Dataset records:
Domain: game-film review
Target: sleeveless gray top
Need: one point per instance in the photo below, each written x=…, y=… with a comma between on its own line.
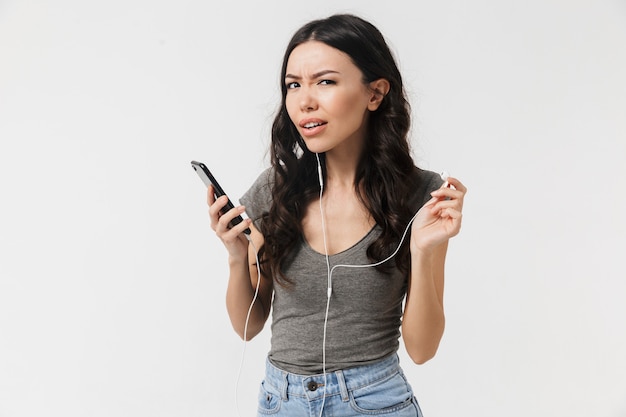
x=365, y=307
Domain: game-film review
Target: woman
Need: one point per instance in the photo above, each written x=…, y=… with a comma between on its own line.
x=342, y=190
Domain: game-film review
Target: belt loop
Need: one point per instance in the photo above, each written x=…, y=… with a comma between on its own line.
x=285, y=387
x=342, y=386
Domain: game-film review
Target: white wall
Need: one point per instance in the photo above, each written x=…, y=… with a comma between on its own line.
x=112, y=283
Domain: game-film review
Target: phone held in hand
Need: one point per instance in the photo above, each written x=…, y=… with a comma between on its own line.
x=207, y=177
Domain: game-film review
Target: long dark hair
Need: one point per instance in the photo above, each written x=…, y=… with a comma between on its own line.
x=381, y=181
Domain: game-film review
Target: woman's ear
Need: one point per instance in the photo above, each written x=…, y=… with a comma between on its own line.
x=379, y=89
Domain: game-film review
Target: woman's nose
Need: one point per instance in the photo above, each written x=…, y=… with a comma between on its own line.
x=308, y=101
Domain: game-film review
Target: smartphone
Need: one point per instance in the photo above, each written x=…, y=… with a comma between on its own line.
x=208, y=179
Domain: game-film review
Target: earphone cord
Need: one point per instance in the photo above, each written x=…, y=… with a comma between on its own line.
x=330, y=282
x=245, y=328
x=329, y=288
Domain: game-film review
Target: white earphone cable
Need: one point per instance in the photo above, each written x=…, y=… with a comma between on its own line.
x=245, y=328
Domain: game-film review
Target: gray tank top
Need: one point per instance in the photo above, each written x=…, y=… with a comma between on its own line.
x=365, y=308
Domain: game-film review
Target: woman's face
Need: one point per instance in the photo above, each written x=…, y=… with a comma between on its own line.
x=326, y=98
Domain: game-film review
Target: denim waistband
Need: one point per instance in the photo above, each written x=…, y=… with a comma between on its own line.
x=333, y=383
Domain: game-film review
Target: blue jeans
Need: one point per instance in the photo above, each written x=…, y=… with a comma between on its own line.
x=376, y=389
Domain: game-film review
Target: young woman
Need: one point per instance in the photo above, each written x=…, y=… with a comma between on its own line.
x=341, y=191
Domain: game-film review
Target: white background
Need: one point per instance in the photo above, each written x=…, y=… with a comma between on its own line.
x=112, y=283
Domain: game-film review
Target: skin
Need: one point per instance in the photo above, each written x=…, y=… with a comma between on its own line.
x=329, y=104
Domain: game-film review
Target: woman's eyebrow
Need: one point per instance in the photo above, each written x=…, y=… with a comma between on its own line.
x=316, y=75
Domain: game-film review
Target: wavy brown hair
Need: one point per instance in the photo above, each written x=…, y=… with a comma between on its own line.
x=382, y=177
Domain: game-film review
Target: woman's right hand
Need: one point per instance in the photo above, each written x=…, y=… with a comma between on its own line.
x=233, y=238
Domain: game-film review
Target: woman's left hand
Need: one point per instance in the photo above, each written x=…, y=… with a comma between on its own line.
x=440, y=218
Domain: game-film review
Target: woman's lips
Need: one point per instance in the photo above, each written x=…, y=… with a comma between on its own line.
x=312, y=127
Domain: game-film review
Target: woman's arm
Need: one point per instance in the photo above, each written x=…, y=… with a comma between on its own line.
x=243, y=272
x=423, y=320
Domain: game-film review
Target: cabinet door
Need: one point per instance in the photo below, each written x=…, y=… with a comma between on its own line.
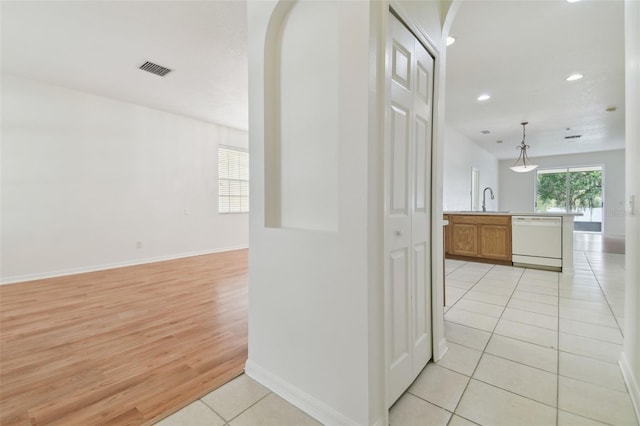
x=494, y=241
x=464, y=239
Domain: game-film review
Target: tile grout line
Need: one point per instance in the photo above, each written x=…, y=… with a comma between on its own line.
x=604, y=294
x=488, y=340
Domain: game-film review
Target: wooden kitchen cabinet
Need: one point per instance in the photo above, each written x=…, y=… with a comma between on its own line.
x=479, y=237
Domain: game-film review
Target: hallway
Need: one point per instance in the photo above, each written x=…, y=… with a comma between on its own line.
x=526, y=347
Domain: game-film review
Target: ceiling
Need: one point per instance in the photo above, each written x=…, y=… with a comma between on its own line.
x=518, y=51
x=97, y=47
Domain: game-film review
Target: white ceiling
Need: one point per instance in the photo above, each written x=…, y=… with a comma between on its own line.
x=97, y=47
x=518, y=51
x=521, y=52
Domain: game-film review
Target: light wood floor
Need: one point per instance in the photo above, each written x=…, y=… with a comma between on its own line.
x=124, y=346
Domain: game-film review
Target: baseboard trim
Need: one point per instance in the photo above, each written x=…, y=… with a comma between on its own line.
x=93, y=268
x=442, y=349
x=307, y=403
x=632, y=384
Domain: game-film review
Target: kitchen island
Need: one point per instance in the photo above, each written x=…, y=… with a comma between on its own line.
x=541, y=240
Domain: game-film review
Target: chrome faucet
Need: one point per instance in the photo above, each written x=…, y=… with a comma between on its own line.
x=484, y=194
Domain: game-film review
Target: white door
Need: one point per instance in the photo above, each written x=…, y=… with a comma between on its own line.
x=408, y=208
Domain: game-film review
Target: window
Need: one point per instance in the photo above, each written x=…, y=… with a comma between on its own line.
x=233, y=180
x=576, y=189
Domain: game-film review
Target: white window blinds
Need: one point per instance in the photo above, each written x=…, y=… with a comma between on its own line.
x=233, y=180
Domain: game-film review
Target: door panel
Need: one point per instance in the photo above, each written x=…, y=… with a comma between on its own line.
x=408, y=208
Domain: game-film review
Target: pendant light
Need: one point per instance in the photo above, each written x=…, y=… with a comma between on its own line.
x=523, y=164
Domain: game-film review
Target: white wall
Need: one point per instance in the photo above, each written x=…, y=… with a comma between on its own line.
x=316, y=312
x=460, y=156
x=85, y=177
x=630, y=359
x=518, y=189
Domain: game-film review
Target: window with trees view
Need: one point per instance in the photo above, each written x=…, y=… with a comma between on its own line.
x=572, y=189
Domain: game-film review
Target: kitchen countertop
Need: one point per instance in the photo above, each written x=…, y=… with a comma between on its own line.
x=507, y=213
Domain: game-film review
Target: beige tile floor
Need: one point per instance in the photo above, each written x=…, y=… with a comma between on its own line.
x=526, y=347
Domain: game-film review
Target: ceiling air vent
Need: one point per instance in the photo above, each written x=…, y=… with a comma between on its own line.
x=155, y=69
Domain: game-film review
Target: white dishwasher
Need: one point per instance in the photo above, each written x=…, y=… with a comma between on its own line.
x=536, y=241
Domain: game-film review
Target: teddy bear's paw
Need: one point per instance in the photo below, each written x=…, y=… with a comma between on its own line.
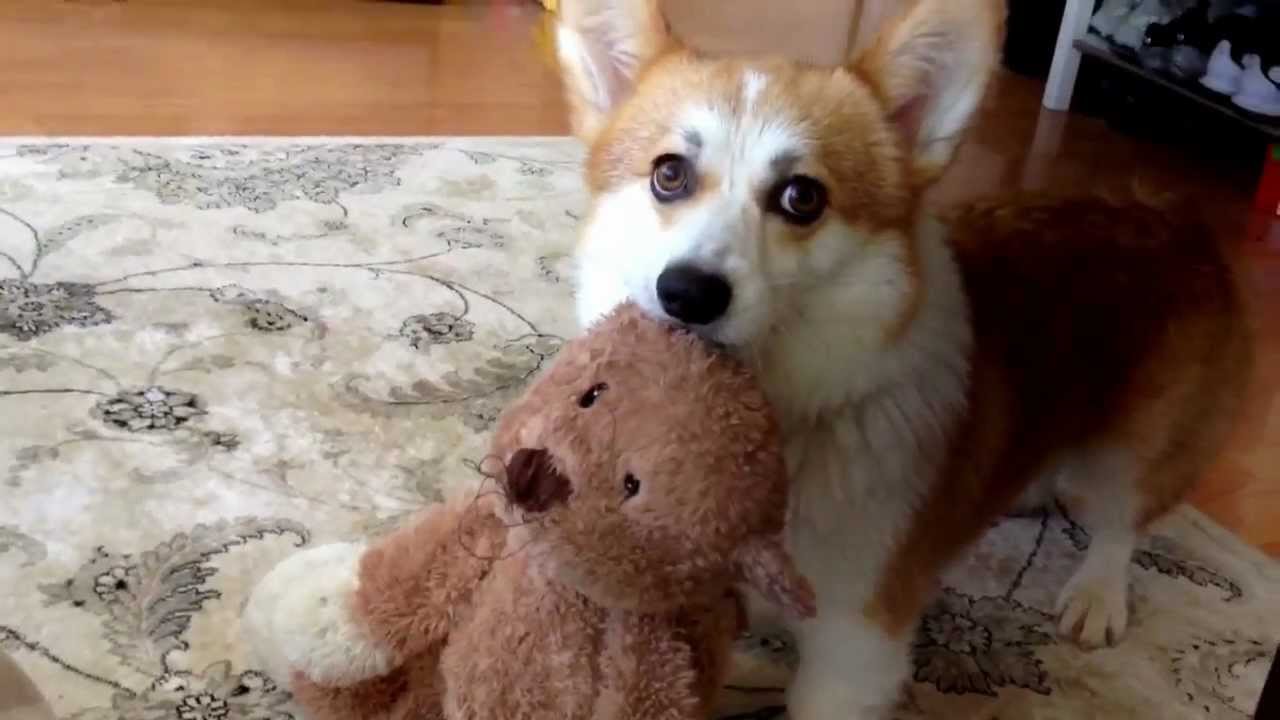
x=300, y=619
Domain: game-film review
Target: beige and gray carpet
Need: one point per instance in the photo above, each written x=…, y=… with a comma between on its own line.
x=213, y=354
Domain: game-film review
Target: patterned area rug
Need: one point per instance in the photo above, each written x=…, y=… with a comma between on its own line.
x=214, y=354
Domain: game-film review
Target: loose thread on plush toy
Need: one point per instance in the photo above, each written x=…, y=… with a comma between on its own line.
x=480, y=495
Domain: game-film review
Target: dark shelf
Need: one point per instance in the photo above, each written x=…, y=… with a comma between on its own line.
x=1097, y=48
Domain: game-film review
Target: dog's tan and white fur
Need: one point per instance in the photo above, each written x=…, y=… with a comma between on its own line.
x=928, y=376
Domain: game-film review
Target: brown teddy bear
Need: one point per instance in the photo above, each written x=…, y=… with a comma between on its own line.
x=635, y=484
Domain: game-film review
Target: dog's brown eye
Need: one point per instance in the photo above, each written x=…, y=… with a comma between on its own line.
x=670, y=178
x=590, y=396
x=801, y=200
x=630, y=486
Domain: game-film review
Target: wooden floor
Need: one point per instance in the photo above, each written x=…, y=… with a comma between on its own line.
x=327, y=67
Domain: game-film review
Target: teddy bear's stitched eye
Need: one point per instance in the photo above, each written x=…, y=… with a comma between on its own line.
x=590, y=396
x=630, y=486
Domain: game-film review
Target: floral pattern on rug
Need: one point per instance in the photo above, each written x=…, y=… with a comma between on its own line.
x=214, y=354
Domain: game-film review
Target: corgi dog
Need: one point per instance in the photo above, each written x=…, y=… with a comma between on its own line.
x=929, y=376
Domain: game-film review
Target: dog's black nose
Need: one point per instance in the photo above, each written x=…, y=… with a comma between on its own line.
x=694, y=296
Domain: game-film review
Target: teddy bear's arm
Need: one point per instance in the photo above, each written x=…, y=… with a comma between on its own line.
x=415, y=580
x=650, y=671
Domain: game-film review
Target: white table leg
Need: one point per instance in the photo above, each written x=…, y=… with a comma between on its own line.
x=1066, y=58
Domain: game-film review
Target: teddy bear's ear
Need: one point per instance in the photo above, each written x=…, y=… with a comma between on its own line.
x=763, y=564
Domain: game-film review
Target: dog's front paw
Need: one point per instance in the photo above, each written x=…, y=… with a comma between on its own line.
x=300, y=620
x=1093, y=610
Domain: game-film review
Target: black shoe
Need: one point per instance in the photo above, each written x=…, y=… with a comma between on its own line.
x=1183, y=44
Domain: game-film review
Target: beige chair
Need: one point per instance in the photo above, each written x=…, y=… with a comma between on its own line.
x=813, y=31
x=19, y=700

### Your task:
Each line holding "floor" in the records should be copied out.

### Answer to this exercise:
Target: light wood floor
Target: beige tile floor
Target: wooden floor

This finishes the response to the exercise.